- _Dataset records_
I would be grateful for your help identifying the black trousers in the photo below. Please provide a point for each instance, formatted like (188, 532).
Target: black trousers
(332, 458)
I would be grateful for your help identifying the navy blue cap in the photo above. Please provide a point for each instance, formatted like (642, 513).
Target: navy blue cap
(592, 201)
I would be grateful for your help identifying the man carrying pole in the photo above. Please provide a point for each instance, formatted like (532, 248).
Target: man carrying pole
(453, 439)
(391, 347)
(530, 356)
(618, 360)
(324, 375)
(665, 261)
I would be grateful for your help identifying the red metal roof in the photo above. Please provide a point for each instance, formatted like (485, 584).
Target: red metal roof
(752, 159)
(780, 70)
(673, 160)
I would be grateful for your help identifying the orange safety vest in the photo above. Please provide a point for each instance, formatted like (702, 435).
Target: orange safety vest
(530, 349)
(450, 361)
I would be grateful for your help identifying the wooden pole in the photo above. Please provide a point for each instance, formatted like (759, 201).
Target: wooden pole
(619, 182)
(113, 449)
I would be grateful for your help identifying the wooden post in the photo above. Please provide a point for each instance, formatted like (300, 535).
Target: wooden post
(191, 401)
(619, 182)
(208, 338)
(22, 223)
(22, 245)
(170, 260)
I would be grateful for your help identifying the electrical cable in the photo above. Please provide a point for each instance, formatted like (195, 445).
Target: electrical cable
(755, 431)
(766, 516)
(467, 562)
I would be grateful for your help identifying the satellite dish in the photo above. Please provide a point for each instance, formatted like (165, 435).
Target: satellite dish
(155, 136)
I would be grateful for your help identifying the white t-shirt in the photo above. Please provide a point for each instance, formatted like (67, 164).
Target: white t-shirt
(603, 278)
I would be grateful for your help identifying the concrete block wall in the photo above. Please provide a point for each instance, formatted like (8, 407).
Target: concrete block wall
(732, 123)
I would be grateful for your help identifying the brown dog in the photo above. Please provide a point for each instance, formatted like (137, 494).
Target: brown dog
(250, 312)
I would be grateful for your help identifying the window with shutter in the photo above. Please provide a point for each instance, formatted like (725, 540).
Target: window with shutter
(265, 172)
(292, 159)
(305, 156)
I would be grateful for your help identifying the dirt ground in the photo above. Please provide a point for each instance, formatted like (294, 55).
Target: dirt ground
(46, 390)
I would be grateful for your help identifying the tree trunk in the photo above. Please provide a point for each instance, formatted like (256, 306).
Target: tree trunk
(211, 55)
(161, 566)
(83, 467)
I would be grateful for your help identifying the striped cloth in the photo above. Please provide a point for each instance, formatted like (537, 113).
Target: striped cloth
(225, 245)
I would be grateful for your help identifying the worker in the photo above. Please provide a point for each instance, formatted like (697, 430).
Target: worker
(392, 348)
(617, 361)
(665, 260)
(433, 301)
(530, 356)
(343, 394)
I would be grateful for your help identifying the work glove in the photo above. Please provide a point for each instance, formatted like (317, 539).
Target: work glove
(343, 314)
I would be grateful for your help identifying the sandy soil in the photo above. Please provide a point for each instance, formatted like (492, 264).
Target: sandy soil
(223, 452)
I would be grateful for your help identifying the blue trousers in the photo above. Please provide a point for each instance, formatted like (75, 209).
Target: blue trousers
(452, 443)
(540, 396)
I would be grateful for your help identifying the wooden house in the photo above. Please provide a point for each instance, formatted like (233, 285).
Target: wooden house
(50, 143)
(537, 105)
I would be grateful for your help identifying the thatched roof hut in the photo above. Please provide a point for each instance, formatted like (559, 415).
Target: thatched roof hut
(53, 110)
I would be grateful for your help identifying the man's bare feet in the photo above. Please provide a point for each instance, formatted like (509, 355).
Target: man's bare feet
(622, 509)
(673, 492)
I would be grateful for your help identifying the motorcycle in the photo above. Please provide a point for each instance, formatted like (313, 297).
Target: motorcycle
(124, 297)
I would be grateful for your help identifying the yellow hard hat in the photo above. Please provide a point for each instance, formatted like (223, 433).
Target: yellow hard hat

- _Task requirements_
Starting with the line that contains "I would be grateful for your help identifying the dirt", repeat each line through the last one exactly as it appears. Include both ends and nothing more.

- _Answer to this problem_
I would be grateful for your help identifying the dirt ground in the photo above. Please provide a point for each instance, formatted like (294, 55).
Target: dirt ground
(46, 390)
I would be grateful for your help identifying the tree trunk in the photo above. Please provide a point for each instance, formatted like (256, 306).
Target: tree trunk
(211, 55)
(161, 566)
(83, 467)
I would be grateful for your help identifying the striped cloth in the photo above. Please provide a point for each instance, formatted like (537, 113).
Target: striped cloth
(225, 245)
I would be grateful for your help identifying the worker in the photo above. Please provide a point for each instance, formatted like (697, 430).
Target: worker
(392, 348)
(617, 361)
(665, 260)
(433, 301)
(530, 356)
(343, 394)
I would be grateful for your help identifying the work glove in the photo above. Please provide a point for each instance, formatted like (317, 539).
Target: work glove
(343, 314)
I would be grateful for your help identifying the sandy soil in the photo above. Please provide a point for each instance, formatted like (492, 264).
Target: sandy soil
(223, 452)
I would be grateful for your help identifying the blue trousers in the photo above. Please provide a point for each instance, formatted like (75, 209).
Target: blue trousers
(452, 443)
(540, 396)
I would be grateful for your help identifying the wooden house in the photo above. Please provide a point for each instance, formatted like (233, 285).
Target: wooden house
(50, 143)
(537, 105)
I would be grateful for your help identifying the thatched roof hut in the photo above. Please provide a point for each instance, formatted like (559, 415).
Target: thatched roof hut
(53, 110)
I would be grateful for your help identifying the man's bare feet in the photo above. Please provide a point for each instance, formatted like (509, 355).
Target: man's bare feet
(622, 509)
(673, 492)
I would be grateful for your help identifying the motorcycle in the photo above. Please provide a point for each instance, formatted like (313, 297).
Target: motorcycle
(124, 297)
I would be grateful for your help identifying the yellow hard hat in the photo above. Please provide a point for each instance, formatted like (223, 433).
Target: yellow hard hat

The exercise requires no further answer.